Work to complete -
Write out, word for word, every line in the data below from the one containing "Report x and y for each instance of the red scarf" to the one containing "Report x and y for each instance of the metal mesh", both of them included.

Exercise input -
<<<<

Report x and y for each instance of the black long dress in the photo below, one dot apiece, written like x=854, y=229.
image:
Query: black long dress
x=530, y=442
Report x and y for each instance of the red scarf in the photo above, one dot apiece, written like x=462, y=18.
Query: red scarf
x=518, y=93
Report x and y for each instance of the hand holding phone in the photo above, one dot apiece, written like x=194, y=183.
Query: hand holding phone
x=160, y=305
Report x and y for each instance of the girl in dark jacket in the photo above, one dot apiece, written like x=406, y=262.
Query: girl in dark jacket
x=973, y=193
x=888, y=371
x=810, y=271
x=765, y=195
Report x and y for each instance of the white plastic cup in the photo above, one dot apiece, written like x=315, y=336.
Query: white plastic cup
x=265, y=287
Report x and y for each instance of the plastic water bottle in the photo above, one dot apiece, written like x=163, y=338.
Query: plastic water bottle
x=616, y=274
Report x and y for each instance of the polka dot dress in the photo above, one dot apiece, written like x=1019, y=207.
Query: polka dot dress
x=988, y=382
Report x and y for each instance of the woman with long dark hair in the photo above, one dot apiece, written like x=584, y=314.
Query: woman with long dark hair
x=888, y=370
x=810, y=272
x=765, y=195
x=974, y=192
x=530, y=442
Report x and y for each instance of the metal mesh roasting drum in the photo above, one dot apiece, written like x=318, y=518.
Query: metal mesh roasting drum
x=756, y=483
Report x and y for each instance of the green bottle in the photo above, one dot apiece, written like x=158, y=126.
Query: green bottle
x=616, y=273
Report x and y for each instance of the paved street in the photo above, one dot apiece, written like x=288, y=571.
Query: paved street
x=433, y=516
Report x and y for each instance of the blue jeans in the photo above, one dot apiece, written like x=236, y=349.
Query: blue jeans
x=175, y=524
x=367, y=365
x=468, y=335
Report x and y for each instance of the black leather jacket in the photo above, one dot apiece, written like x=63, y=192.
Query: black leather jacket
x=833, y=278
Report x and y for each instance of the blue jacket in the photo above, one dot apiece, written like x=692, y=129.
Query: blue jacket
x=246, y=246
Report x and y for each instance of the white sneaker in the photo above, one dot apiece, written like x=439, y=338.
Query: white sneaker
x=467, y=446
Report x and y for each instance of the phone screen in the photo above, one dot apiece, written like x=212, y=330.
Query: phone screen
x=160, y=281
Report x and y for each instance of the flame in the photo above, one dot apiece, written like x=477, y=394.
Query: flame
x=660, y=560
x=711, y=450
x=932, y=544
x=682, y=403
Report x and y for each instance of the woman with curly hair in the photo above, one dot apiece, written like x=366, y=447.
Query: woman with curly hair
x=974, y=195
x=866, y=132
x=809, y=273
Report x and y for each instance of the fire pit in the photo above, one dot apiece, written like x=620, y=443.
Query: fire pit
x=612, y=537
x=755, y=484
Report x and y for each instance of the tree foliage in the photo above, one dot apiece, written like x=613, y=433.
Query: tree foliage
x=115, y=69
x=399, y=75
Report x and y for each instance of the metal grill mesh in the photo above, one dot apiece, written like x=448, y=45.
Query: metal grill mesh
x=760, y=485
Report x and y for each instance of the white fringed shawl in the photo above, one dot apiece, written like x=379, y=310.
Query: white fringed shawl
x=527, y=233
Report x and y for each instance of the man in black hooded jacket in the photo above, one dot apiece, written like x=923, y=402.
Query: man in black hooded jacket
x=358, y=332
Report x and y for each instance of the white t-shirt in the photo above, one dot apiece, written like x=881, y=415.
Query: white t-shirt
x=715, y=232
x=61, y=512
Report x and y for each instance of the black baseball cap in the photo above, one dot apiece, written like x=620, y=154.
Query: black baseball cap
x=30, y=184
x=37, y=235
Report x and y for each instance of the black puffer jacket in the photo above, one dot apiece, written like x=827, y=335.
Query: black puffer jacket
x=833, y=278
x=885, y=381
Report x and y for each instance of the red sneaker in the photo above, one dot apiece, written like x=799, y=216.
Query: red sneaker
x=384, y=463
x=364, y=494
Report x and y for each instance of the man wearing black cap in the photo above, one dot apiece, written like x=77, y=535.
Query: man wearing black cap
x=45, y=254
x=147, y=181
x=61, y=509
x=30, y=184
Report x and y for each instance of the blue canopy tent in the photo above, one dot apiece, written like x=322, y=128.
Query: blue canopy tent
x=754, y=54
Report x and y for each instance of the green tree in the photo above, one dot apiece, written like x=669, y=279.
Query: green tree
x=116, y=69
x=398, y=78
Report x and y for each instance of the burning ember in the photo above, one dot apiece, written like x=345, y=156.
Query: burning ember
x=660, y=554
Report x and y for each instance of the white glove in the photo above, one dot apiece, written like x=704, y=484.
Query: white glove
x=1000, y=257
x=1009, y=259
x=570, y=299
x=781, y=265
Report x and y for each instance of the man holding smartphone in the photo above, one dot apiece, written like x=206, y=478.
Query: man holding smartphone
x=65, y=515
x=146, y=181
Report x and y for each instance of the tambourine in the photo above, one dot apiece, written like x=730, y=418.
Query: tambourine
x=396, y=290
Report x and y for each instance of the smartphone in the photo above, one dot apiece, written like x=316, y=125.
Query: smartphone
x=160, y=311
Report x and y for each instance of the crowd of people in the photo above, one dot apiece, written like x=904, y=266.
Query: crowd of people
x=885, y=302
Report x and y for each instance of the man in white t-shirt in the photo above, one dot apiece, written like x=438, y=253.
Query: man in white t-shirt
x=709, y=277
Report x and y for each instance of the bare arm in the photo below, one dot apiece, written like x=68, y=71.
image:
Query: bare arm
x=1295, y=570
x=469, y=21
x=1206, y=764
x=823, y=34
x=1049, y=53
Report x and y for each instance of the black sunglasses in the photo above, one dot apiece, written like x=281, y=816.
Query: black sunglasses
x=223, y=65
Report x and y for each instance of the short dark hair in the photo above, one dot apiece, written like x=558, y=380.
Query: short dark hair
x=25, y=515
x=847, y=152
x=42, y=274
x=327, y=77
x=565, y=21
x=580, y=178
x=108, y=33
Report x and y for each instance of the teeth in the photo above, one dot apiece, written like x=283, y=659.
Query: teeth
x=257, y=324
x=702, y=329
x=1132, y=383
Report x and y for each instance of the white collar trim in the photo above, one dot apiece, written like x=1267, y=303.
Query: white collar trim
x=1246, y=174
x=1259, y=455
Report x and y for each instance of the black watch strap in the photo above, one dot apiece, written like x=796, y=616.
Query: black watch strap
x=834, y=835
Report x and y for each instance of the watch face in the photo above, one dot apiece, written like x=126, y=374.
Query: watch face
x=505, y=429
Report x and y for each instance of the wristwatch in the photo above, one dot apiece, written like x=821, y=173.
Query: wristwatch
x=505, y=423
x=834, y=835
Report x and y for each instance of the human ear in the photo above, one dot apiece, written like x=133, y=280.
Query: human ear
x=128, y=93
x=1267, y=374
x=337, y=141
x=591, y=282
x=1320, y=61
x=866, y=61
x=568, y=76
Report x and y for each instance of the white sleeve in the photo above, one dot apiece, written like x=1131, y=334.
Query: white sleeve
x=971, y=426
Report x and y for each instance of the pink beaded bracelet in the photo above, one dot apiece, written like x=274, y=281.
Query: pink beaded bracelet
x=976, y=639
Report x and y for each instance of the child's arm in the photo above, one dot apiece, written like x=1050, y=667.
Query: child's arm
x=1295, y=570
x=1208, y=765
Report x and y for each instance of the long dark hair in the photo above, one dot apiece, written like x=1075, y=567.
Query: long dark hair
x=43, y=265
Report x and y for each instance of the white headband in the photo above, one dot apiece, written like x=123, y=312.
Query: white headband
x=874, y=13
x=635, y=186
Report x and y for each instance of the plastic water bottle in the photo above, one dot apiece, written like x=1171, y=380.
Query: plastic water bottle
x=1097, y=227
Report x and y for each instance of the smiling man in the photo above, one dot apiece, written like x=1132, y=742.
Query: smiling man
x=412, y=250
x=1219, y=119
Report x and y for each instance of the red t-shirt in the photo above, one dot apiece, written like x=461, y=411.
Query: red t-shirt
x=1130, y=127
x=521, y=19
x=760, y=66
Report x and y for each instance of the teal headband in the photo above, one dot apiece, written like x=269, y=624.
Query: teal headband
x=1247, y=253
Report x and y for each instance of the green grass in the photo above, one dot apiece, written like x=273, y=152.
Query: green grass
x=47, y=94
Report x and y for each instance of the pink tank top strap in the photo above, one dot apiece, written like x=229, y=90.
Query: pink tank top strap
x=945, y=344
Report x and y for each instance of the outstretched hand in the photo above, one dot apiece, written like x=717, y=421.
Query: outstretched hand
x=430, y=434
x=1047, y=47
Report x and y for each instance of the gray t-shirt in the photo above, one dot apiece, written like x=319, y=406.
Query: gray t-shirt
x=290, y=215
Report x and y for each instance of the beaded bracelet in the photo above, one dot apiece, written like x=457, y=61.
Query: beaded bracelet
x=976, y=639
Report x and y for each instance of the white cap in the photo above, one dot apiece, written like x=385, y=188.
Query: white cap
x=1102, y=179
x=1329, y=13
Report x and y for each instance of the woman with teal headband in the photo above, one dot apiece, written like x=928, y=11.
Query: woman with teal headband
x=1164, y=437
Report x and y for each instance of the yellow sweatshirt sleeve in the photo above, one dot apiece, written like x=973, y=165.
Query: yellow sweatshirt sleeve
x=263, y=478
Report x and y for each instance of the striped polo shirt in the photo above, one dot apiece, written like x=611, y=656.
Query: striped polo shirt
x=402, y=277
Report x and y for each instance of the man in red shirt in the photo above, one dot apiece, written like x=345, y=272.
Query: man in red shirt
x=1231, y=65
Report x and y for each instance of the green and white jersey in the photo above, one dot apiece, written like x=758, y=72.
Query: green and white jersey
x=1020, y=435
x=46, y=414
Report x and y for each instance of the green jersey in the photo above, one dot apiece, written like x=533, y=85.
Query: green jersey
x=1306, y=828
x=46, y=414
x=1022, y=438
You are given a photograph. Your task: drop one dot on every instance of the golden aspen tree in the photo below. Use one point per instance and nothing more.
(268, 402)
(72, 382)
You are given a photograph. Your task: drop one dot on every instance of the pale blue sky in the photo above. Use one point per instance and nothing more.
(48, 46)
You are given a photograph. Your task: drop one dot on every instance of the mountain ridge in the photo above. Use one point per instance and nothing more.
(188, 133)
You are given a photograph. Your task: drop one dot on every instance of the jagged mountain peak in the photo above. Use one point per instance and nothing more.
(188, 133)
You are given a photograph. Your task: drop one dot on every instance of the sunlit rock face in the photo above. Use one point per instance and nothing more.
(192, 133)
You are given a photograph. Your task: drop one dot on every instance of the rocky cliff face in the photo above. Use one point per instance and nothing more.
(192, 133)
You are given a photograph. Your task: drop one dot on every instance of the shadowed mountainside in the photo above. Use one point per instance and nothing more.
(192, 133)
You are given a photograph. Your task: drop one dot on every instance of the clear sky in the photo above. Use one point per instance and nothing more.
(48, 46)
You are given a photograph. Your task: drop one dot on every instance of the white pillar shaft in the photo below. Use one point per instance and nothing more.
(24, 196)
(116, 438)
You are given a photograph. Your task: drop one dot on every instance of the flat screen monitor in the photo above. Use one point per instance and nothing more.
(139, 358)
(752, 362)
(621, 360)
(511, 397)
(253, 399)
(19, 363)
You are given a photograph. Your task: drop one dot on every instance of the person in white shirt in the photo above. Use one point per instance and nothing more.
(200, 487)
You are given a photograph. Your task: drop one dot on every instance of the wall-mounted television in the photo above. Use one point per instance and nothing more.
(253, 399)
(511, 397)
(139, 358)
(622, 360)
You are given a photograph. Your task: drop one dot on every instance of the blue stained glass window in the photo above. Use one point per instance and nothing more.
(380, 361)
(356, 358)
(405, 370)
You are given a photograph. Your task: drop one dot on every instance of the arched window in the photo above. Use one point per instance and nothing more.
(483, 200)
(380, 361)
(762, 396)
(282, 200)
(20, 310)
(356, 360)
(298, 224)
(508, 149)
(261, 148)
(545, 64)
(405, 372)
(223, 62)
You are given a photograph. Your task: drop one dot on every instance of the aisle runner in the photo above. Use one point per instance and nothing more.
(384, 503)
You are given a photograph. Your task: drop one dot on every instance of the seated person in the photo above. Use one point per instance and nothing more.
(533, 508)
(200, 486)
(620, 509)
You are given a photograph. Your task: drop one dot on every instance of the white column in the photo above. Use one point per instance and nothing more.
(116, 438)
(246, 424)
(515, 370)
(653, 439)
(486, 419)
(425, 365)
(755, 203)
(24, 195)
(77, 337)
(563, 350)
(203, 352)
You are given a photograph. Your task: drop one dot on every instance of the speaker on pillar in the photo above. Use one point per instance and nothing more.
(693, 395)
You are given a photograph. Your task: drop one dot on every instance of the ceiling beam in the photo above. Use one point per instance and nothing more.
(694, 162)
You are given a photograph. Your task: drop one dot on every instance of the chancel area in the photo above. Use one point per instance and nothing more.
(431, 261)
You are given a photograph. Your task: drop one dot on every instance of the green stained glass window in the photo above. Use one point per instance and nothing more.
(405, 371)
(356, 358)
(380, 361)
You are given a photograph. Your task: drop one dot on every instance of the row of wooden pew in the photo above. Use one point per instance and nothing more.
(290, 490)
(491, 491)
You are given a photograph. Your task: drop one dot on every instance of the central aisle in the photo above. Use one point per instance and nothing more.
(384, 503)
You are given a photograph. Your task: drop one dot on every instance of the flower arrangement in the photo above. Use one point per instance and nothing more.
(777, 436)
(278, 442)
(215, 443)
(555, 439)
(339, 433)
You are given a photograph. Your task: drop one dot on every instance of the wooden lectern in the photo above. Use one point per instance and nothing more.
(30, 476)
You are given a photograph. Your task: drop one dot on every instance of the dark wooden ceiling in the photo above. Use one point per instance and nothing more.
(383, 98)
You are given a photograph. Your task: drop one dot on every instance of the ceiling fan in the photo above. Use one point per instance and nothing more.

>>>>

The completed task -
Report x and y for each instance of the red scarf in the photo above, one dot apiece, written like x=462, y=18.
Query: red scarf
x=518, y=93
Report x and y for each instance of the hand holding phone in the photo above, one dot apiece, written like x=194, y=183.
Query: hand holding phone
x=160, y=305
Report x and y for each instance of the girl in dark jacket in the photo above, one dot apiece, written like x=406, y=262.
Query: girl in dark jacket
x=973, y=193
x=888, y=371
x=810, y=271
x=765, y=195
Report x and y for each instance of the white plastic cup in the photo above, one dot apiece, written like x=315, y=336.
Query: white plastic cup
x=265, y=287
Report x and y for each instance of the plastic water bottle in the photo above, one dot apiece, written like x=163, y=338.
Query: plastic water bottle
x=616, y=274
Report x and y for each instance of the polka dot dress in the photo above, one dot apiece, written like x=1019, y=207.
Query: polka dot dress
x=988, y=382
Report x and y for each instance of the woman with long dark hair in the photo above, one dot apiece, written like x=584, y=314.
Query: woman with long dark hair
x=888, y=370
x=810, y=272
x=765, y=195
x=974, y=192
x=530, y=442
Report x and y for each instance of the metal mesh roasting drum in the photo above, one dot apiece, written like x=318, y=518.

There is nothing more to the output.